In the data that follows, find the line containing "hey siri or whatever, detect the blonde woman in"; then quote that line and every line after it, exactly, through the last one.

++++++++++++++++++++

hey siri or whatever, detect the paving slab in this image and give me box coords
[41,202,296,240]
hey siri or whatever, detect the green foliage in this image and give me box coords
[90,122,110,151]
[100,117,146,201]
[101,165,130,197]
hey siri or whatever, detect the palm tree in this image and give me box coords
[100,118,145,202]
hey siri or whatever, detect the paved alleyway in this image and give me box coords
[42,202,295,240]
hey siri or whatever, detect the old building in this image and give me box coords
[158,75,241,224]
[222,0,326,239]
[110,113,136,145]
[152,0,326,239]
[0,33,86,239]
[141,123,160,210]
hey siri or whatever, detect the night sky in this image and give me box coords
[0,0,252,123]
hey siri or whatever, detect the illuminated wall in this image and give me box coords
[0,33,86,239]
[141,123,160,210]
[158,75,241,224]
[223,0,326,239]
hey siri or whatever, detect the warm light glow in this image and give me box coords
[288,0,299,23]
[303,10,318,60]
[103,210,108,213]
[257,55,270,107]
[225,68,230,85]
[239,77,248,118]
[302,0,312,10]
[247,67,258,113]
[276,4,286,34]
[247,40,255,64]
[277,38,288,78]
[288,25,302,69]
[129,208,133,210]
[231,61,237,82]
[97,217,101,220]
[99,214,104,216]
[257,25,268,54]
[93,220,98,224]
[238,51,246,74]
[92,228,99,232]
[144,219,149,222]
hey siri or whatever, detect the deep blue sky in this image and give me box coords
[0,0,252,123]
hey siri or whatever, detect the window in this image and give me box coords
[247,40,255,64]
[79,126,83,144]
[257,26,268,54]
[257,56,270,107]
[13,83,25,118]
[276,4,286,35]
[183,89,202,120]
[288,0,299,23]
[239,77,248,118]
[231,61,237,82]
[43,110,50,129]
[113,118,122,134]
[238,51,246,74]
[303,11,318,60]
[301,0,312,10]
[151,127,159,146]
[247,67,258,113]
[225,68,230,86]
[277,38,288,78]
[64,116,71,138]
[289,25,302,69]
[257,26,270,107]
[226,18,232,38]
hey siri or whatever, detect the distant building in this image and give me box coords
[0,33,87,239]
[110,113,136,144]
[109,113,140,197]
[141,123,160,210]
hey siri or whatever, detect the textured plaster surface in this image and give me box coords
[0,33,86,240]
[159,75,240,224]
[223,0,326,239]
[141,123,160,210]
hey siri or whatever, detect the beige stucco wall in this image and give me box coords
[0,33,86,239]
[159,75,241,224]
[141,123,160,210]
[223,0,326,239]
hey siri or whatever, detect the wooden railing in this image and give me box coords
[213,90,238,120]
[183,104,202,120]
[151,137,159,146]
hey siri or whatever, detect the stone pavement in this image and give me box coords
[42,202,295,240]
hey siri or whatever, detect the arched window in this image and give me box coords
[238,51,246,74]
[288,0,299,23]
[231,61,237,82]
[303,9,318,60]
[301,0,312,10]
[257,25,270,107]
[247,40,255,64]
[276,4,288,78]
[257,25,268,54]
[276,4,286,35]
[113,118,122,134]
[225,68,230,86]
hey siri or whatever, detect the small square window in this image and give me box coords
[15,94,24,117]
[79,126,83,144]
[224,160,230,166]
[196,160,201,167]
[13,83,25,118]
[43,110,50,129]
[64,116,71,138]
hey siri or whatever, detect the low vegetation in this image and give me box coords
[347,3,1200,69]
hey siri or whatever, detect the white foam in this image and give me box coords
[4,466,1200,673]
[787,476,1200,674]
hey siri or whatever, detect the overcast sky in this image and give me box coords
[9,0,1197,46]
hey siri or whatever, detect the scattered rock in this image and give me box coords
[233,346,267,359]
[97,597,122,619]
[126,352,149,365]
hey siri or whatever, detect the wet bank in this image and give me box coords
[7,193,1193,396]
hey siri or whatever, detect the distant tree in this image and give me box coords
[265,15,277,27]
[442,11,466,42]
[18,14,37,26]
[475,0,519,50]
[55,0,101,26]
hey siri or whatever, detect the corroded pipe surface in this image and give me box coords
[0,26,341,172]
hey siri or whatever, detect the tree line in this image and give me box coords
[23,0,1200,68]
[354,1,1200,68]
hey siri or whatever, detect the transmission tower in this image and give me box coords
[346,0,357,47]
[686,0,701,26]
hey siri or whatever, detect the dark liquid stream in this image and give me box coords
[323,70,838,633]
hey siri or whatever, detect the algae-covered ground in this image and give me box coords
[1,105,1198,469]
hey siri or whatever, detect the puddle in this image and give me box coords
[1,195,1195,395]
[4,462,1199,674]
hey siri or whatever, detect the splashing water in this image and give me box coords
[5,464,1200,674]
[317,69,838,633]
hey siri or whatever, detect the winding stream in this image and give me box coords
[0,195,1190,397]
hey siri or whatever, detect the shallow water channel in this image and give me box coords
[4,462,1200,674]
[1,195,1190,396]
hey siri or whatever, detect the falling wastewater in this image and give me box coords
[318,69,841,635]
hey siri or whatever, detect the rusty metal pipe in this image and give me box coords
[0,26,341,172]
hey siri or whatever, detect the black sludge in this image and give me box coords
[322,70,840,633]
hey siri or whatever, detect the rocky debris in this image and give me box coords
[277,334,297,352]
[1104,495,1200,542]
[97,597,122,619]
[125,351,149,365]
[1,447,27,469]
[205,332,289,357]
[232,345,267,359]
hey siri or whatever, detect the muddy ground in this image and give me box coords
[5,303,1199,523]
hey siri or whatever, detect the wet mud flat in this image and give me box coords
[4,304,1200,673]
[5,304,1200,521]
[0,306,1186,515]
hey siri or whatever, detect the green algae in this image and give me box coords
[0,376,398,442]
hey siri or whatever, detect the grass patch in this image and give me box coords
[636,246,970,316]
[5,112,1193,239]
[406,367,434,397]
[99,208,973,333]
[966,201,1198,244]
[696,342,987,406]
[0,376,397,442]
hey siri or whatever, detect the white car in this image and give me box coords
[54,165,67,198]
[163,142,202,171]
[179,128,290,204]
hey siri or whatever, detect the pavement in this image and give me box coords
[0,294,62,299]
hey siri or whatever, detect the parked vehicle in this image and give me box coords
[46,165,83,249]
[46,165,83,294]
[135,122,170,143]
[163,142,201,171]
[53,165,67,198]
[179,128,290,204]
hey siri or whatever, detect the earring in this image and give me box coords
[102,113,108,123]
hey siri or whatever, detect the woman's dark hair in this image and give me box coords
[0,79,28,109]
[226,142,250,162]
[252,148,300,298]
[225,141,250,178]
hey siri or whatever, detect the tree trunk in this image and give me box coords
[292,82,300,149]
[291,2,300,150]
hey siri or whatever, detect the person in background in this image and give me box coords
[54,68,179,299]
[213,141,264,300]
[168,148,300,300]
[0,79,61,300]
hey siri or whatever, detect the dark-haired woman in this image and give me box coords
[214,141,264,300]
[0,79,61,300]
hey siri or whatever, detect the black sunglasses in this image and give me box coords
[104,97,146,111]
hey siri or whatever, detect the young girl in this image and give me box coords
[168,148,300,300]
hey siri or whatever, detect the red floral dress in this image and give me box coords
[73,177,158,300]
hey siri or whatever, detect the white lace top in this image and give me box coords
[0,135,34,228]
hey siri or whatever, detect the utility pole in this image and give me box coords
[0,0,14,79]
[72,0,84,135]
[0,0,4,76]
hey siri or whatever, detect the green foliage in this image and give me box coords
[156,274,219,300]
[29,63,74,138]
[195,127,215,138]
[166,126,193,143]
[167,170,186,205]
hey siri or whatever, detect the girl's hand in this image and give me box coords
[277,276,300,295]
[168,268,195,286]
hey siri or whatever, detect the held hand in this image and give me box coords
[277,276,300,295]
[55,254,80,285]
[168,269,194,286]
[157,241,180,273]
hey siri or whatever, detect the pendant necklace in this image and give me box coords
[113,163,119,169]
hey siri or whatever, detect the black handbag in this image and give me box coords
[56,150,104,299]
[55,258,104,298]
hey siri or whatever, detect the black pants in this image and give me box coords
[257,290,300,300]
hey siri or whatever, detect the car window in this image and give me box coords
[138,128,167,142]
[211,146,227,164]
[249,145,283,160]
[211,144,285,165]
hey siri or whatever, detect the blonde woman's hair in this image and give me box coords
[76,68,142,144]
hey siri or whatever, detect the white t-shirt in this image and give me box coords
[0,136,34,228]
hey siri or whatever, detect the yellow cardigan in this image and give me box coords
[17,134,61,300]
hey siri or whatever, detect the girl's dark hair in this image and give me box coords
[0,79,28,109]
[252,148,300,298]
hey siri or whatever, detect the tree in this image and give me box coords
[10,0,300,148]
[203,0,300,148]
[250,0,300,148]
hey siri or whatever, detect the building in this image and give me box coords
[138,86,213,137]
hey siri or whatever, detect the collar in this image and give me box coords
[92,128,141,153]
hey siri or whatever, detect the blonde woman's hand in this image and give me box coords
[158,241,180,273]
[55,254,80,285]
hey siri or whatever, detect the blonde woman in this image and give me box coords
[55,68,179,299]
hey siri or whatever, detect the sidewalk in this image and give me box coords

++++++++++++++++++++

Expected answer |
hey siri or whatever, detect the blonde woman in this image and give me box coords
[55,68,179,299]
hey siri or whatever, detect the sidewalk in this image and give me box coords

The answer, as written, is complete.